**EXTRACT:**

I know I'm not alone in this. I've seen a news story just today about a survey where the majority of participants agreed that 2021 was a terrible year for them not only personally but professionally as well. So I guess I'll draw some comfort from not being alone in the experience, even if I am still alone physically (not least a sensible 2m away from everyone - thanks again, COVID-19).

For the sake of posterity I should probably note that at the time of writing this, it looks like we've survived South Africa's fourth wave of COVID-19 infections. I personally got the Delta infection in July this year (and survived without hospitalisation - although I felt sick and had to get medicine for the symptoms), and got the two shots of the Pfizer vaccine. Next year I get to look forward to the third booster shot.

I'm sorry if I sound so pessimistic. There is hope as well. Hope in the improving statistics surrounding survivability and transmission, as vaccination rates in the country steadily increase. Hope in the reduction of stories around people's loved ones and friends dying. Hope in the continued low lockdown level and its ever-reduced curfew hours (currently 23:00-04:00 if I've got it right ... I can't be bothered to check).

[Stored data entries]
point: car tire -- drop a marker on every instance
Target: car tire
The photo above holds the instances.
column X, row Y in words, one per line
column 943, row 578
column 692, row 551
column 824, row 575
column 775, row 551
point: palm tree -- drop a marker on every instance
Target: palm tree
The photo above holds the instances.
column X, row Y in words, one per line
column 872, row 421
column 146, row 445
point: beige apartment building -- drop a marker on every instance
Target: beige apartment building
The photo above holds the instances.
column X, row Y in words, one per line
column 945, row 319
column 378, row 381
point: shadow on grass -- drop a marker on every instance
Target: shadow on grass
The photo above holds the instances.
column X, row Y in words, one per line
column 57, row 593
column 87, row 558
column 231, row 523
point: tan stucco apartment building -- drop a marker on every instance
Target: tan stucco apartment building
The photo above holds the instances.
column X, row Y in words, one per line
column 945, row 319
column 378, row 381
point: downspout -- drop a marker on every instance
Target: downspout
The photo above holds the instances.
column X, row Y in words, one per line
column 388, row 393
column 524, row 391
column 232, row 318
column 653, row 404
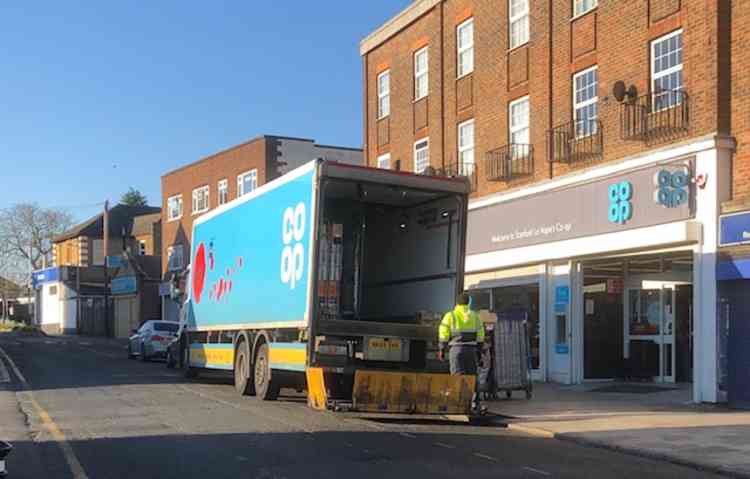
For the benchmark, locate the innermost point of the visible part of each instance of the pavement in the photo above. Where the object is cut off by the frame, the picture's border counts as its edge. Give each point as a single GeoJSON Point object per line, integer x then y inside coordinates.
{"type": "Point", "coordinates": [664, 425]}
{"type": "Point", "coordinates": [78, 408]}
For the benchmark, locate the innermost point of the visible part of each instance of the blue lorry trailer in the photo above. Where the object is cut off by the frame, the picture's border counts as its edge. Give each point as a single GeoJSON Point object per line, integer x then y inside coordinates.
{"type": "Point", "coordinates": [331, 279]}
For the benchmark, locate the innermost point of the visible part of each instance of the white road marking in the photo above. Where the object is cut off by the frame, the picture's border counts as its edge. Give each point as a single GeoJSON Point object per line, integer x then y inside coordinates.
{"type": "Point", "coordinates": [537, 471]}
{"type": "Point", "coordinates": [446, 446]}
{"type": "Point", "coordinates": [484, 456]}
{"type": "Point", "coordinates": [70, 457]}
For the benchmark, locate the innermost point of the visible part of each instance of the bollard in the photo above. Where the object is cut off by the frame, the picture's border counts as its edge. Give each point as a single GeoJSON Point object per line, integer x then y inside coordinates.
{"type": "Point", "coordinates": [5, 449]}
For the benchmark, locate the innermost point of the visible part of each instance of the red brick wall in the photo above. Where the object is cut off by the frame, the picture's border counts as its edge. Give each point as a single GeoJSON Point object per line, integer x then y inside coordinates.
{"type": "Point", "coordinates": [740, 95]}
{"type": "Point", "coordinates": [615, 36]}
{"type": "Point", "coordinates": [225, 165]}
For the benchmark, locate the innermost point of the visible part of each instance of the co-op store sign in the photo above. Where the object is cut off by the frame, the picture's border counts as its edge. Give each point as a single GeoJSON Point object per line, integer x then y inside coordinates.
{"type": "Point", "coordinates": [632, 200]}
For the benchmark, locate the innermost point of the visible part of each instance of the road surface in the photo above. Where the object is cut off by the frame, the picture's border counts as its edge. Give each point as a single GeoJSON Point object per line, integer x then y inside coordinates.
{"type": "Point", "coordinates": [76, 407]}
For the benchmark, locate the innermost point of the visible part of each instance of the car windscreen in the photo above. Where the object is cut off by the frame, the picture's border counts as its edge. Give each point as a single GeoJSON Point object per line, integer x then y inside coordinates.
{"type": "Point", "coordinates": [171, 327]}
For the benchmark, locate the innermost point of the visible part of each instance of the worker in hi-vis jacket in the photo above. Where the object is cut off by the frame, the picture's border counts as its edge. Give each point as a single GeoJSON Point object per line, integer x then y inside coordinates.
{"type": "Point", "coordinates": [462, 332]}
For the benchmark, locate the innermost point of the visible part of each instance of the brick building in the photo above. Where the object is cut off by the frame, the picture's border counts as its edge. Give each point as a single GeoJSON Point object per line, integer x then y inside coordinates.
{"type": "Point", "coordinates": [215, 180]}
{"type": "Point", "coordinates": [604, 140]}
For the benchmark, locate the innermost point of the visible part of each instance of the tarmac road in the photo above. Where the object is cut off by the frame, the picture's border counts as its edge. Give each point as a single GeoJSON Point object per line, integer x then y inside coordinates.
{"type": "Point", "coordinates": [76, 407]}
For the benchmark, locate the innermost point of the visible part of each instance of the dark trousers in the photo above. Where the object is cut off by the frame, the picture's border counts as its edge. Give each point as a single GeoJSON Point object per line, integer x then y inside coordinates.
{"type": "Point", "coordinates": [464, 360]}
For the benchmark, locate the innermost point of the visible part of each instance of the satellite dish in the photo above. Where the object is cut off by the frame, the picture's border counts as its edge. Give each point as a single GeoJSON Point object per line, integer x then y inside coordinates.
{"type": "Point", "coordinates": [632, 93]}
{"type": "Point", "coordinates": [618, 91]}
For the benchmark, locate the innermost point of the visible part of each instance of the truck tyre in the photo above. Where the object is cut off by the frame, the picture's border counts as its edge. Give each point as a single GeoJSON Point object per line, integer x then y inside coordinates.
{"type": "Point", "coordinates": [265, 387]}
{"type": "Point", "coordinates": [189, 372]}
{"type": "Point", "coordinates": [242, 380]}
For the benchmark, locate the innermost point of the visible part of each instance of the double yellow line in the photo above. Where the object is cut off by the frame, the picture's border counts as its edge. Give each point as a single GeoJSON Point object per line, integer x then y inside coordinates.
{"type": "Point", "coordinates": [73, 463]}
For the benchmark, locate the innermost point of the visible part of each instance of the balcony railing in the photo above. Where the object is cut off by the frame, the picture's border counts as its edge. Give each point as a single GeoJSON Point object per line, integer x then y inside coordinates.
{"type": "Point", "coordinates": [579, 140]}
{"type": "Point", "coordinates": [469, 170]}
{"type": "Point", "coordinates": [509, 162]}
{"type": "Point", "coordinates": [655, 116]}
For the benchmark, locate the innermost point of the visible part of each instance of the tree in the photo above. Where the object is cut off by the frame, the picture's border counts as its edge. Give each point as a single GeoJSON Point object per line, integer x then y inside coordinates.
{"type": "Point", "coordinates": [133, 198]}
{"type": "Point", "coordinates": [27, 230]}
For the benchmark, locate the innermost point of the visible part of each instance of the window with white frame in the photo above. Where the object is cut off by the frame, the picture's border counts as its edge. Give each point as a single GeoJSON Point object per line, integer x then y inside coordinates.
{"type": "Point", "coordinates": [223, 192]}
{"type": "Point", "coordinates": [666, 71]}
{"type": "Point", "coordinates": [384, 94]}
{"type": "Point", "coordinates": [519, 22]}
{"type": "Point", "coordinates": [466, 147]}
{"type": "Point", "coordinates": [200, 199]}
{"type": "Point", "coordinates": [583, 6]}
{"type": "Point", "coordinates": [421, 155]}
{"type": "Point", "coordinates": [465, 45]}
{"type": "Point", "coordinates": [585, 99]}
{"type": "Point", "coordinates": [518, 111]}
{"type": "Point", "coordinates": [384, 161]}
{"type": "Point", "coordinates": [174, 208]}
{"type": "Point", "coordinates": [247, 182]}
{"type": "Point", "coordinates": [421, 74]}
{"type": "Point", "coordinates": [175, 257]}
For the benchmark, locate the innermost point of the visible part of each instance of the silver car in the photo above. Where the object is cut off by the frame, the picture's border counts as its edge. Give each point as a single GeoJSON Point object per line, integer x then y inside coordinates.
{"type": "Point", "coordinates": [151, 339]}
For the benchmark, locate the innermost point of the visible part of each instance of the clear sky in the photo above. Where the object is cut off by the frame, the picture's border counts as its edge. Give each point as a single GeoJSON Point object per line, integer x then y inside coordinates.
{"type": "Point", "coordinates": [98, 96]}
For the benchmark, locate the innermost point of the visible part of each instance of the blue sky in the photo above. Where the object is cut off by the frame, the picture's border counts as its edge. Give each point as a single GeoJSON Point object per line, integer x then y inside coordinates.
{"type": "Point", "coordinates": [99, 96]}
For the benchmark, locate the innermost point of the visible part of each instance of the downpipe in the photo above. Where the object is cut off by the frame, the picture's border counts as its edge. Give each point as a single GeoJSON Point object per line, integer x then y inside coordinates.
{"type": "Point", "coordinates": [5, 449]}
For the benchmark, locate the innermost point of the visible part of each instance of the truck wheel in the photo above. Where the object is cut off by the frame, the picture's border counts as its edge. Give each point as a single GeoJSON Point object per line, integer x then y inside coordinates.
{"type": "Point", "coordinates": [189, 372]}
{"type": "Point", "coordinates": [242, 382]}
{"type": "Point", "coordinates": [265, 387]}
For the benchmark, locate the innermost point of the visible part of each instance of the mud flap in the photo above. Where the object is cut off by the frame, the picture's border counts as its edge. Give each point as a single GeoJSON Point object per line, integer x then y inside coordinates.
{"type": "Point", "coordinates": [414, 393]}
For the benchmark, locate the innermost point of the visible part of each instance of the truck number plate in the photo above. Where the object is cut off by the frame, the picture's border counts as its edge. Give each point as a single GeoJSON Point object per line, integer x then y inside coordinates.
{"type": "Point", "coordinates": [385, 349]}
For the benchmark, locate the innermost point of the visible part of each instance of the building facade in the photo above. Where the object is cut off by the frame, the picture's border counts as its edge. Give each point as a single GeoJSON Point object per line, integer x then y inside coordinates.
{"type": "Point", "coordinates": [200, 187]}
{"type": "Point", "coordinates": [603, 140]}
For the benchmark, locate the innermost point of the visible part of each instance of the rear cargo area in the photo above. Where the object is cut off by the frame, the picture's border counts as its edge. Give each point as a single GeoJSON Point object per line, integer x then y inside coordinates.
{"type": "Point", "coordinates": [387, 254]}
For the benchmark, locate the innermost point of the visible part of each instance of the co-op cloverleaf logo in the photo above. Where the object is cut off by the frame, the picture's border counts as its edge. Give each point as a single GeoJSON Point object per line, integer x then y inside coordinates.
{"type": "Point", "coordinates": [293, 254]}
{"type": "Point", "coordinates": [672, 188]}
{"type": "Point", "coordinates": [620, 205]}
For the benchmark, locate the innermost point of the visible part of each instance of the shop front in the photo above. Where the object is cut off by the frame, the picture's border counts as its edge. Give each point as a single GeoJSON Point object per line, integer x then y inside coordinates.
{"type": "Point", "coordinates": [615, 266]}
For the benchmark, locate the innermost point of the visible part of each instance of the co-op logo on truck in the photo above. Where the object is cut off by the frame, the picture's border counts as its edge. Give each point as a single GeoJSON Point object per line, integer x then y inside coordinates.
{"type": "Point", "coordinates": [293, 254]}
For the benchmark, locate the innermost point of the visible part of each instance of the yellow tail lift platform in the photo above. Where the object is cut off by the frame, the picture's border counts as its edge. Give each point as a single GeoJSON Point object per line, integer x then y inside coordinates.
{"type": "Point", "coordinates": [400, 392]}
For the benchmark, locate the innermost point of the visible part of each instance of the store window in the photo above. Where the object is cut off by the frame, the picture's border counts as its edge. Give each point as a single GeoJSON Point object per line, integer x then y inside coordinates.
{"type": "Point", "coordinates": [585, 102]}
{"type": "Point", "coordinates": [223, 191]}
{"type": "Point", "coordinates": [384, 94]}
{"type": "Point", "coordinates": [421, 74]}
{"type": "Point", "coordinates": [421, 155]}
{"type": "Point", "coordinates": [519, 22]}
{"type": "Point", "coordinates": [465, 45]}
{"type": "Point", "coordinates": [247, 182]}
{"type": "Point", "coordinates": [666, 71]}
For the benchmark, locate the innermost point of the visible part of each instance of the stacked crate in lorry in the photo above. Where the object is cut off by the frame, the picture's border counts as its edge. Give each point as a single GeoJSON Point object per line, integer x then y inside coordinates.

**BRIEF 1:** According to the excerpt, in what month did the writer get the Delta infection?
**BRIEF 2:** List each thing the excerpt says the writer finds hope in.

**WRITTEN ANSWER 1:** July

**WRITTEN ANSWER 2:**
- The improving statistics on survivability and transmission as vaccination rates in the country steadily increase
- The reduction of stories about people's loved ones and friends dying
- The continued low lockdown level and its ever-reduced curfew hours